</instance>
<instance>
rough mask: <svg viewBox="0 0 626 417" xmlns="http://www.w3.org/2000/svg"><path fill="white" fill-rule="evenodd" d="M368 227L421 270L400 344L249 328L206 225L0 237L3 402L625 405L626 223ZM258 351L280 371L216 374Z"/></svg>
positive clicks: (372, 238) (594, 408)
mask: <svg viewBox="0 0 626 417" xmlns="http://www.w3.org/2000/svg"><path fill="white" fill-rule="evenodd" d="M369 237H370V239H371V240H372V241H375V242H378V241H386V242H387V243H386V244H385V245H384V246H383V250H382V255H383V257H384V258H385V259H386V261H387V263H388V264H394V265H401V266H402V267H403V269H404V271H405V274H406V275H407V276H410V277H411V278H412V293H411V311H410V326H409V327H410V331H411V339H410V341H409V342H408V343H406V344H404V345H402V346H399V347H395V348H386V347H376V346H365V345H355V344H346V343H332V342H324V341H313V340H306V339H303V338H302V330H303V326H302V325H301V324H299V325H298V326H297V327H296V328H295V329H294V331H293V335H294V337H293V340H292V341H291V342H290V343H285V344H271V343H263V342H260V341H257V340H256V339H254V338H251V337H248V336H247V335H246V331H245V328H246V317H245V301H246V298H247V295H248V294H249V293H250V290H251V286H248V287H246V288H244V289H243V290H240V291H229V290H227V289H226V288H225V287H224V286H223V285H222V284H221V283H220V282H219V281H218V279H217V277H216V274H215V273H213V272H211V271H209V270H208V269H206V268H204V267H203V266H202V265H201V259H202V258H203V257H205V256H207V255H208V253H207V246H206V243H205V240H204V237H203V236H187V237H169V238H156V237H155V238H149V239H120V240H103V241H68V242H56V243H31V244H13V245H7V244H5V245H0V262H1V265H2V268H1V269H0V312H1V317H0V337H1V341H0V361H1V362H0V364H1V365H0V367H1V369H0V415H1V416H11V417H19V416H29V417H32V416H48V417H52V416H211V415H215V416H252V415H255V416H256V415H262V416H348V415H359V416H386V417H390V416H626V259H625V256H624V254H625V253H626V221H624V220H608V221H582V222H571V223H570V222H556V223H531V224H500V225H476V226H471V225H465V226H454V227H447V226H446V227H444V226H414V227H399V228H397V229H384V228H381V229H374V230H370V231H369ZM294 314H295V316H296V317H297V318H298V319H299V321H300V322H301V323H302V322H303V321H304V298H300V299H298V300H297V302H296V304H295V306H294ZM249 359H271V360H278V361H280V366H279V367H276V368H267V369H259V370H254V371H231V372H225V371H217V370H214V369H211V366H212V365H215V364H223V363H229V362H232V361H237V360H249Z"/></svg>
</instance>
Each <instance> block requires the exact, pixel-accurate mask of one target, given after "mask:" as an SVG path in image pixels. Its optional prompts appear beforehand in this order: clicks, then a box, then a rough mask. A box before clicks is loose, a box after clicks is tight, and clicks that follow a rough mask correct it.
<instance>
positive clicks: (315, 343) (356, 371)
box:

◆ ◆ ◆ ◆ ◆

_TASK STATEMENT_
Gather all lines of the records that include the word "rough".

_SOLUTION TO THE EXERCISE_
rough mask: <svg viewBox="0 0 626 417" xmlns="http://www.w3.org/2000/svg"><path fill="white" fill-rule="evenodd" d="M368 227L421 270L400 344L249 328L206 225L0 237L3 402L625 405L626 223ZM258 351L280 371L216 374Z"/></svg>
Each <instance> block requires the exact, pixel-accurate mask of one target, given after "mask:" as an SVG path in image pixels. Its optional prompts appear beforehand in this order: clicks, then a box, then a rough mask. A box before clicks is loose, a box after clicks is tight, and clicks that follow a rough mask correct it.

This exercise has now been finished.